▸ Exercise material:
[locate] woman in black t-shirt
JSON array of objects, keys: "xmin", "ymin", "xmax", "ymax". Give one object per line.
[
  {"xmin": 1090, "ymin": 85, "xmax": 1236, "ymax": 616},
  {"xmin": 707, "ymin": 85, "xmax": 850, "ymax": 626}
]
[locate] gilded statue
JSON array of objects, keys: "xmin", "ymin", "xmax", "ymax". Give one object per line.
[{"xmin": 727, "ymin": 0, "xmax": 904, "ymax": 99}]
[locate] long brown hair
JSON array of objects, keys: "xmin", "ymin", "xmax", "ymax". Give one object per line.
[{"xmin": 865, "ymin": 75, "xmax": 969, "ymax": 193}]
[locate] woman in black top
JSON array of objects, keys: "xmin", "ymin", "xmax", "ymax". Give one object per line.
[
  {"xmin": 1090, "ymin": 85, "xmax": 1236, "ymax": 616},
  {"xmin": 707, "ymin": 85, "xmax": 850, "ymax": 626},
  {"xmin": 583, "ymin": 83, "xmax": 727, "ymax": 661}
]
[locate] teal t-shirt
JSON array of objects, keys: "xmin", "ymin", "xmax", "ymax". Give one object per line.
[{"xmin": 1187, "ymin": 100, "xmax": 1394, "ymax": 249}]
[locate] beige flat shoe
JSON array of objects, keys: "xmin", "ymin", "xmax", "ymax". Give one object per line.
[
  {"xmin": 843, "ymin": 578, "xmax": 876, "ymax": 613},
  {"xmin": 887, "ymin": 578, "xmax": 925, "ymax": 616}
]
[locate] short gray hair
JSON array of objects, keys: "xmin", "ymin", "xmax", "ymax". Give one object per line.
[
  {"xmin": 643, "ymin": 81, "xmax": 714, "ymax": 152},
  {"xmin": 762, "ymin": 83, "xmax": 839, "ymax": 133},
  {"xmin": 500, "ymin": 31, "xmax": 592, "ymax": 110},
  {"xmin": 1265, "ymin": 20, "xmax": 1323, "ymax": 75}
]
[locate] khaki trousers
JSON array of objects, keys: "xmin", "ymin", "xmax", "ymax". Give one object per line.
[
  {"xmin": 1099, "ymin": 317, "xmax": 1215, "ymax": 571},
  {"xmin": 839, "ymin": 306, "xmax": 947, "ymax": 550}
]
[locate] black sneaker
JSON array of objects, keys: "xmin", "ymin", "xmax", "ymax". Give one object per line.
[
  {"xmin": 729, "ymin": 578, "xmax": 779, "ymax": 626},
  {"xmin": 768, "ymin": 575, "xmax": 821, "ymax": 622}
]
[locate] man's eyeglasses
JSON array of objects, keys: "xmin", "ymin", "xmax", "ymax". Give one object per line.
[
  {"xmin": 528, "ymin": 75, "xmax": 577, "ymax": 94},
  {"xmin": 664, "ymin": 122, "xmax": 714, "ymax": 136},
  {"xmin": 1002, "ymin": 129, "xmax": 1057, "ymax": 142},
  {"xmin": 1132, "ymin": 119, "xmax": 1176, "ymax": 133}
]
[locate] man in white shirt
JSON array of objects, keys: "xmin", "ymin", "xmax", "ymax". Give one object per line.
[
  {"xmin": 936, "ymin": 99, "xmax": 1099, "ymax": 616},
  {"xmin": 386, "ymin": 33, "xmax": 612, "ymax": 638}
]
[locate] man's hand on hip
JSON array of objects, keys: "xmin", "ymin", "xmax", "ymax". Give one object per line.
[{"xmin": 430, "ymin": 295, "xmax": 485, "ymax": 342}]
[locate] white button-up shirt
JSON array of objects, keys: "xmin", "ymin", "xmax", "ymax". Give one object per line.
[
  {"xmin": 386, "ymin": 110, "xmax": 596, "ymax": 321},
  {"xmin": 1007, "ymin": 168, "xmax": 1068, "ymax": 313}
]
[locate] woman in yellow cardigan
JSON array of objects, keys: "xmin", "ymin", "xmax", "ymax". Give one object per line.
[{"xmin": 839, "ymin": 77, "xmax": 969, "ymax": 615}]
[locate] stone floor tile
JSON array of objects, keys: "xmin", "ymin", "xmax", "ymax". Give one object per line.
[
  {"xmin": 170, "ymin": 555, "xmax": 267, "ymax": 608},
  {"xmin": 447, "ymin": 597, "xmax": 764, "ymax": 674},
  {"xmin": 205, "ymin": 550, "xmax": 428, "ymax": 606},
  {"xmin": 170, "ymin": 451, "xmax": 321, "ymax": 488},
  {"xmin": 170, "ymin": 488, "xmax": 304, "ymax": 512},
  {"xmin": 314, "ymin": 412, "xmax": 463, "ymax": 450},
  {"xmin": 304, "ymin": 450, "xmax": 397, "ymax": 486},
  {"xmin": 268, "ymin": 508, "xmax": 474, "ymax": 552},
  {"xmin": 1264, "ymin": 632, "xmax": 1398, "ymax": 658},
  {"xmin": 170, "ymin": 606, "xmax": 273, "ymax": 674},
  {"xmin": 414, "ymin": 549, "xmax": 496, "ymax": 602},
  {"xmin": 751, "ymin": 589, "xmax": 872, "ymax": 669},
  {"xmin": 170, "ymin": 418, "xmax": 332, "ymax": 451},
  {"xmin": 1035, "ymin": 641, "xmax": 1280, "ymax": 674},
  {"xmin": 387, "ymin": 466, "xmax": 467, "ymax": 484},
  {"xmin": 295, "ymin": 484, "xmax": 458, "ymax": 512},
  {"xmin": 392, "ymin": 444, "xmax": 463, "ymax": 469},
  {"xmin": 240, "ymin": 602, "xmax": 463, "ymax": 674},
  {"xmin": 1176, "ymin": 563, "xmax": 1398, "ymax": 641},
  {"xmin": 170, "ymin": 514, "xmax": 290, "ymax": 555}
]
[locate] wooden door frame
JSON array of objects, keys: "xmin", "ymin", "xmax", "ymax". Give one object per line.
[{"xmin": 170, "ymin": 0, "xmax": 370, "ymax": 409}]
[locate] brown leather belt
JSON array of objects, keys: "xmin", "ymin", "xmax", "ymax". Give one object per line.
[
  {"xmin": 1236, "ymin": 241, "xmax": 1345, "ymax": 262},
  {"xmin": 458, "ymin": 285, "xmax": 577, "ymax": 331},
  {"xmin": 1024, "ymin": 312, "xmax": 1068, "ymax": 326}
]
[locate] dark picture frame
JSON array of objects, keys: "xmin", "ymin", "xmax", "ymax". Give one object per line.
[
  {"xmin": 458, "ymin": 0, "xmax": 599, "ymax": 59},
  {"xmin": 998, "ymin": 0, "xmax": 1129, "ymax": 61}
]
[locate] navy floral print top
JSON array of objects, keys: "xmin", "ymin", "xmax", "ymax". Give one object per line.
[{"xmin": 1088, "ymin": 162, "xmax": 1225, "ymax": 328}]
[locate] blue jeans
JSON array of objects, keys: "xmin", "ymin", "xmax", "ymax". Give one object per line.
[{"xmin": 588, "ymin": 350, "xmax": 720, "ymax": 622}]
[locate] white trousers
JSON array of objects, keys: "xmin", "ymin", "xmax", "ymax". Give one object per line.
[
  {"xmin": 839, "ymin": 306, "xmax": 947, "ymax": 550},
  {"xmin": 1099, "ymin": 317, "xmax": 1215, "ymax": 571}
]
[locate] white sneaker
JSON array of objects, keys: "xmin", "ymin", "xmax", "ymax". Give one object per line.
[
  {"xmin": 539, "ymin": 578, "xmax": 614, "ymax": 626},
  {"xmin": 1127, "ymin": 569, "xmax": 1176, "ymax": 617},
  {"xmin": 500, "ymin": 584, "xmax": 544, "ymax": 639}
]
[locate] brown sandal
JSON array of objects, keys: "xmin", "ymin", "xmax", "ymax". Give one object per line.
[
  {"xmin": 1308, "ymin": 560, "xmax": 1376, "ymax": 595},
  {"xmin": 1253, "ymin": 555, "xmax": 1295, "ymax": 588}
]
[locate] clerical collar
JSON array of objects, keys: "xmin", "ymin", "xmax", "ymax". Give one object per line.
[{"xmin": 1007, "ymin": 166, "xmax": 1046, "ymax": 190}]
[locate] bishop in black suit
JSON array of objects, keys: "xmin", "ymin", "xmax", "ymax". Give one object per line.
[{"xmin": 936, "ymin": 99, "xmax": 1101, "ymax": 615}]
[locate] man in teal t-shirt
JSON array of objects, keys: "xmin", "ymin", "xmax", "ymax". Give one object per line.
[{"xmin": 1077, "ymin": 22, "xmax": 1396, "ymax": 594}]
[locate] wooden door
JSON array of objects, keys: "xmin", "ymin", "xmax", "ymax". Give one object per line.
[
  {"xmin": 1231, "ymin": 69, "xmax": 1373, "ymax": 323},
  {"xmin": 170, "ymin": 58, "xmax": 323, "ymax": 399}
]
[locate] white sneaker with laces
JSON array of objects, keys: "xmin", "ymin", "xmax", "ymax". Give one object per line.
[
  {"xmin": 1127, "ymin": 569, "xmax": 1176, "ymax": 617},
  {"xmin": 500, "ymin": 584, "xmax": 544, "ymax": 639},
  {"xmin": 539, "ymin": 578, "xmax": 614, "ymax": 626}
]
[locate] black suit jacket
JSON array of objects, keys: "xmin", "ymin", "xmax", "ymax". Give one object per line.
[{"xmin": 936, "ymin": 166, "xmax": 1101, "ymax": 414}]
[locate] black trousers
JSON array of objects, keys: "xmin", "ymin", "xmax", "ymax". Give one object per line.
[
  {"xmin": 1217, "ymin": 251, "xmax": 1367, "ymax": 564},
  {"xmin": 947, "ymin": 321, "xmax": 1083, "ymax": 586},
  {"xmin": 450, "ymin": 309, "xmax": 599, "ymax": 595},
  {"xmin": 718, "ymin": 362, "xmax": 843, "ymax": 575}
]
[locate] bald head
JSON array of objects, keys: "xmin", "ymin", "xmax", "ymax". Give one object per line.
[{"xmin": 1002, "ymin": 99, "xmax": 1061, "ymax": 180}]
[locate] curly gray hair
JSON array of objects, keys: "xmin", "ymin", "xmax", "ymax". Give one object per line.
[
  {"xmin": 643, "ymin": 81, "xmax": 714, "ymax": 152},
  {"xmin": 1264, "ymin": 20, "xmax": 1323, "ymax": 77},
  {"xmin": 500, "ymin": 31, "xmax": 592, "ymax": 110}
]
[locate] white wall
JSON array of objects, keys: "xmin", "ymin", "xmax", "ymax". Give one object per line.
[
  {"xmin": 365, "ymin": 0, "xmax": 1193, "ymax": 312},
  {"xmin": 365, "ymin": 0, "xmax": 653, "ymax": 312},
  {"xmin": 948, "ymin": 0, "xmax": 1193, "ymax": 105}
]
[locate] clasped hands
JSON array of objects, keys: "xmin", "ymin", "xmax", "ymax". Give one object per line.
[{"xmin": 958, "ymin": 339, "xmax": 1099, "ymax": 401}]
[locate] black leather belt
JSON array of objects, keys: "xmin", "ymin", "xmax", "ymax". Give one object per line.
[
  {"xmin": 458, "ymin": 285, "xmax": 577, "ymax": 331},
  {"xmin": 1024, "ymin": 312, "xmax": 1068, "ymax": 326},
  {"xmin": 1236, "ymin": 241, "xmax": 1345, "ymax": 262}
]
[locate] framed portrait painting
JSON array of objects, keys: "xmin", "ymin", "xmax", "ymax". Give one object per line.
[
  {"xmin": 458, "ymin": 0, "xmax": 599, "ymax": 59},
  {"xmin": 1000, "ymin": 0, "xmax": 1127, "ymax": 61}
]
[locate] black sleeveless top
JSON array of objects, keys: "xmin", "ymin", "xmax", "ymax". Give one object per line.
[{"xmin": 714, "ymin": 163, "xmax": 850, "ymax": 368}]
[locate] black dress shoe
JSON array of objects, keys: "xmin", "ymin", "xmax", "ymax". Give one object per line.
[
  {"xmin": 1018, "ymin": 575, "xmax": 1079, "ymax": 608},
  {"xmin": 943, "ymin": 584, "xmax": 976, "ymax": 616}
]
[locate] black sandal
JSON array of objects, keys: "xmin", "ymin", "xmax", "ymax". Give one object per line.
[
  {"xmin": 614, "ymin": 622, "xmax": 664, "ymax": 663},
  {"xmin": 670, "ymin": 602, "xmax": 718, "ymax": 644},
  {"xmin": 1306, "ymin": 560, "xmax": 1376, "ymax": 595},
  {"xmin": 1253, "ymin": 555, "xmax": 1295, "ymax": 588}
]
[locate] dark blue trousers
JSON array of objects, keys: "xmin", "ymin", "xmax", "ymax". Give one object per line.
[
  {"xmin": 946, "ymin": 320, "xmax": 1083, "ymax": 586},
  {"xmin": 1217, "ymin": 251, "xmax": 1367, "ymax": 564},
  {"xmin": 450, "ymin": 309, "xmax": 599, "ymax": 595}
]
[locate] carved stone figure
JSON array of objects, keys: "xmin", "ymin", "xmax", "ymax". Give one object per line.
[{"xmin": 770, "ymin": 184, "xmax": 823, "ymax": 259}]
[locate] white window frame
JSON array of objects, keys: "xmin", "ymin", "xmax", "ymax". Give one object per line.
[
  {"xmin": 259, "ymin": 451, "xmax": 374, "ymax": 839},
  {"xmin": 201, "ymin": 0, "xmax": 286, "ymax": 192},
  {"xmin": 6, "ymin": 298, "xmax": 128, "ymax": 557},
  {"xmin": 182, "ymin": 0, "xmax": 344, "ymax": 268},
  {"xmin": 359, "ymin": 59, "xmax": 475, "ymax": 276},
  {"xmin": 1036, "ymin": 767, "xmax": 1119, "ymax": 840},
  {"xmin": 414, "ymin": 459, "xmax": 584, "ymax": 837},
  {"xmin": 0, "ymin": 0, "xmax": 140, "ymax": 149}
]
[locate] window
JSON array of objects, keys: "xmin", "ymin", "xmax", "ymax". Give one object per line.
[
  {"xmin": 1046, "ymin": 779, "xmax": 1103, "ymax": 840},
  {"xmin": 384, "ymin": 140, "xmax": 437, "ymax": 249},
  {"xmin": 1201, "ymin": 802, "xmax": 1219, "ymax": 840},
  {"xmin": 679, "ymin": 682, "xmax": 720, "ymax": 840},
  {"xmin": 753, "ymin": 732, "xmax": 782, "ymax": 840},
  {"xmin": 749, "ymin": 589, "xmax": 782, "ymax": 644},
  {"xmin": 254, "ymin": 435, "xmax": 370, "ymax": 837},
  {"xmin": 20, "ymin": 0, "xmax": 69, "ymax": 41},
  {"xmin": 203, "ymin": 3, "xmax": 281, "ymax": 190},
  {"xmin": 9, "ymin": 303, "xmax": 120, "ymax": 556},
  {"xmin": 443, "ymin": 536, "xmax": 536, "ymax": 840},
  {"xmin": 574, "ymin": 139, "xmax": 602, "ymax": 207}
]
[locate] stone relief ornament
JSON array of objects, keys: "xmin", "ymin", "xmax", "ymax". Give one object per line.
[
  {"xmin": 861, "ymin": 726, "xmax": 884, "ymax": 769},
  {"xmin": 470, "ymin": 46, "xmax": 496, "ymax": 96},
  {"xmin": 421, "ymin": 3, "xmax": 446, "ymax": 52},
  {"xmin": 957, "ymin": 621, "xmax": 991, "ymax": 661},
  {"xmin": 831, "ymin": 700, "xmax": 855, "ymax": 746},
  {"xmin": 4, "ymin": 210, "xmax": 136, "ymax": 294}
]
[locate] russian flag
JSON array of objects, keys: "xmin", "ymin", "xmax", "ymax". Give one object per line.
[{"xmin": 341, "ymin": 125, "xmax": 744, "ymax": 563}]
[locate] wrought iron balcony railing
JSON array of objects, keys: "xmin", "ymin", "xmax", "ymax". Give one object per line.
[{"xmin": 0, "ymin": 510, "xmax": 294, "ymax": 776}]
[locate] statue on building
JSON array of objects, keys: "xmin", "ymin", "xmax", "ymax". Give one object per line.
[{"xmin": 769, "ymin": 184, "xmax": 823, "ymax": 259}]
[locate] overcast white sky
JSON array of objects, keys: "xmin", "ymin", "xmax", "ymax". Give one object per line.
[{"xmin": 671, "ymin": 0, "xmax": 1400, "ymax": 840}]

▸ Request: Repeat exactly the lines above from the line that contains "[locate] wrought iron balcony railing" through the end. Include both of these ends; leave out everything else.

▸ Output for this exercise:
[locate] wrought iron balcony railing
JSON array of objects, keys: "xmin", "ymin", "xmax", "ymax". Give one object per line.
[{"xmin": 0, "ymin": 510, "xmax": 294, "ymax": 776}]
[locate] statue on building
JSON array of objects, keys: "xmin", "ymin", "xmax", "ymax". Give one object per line.
[{"xmin": 769, "ymin": 184, "xmax": 823, "ymax": 259}]
[locate] overcast white sky
JSON array of objects, keys: "xmin", "ymin", "xmax", "ymax". Give one object per line.
[{"xmin": 671, "ymin": 0, "xmax": 1400, "ymax": 840}]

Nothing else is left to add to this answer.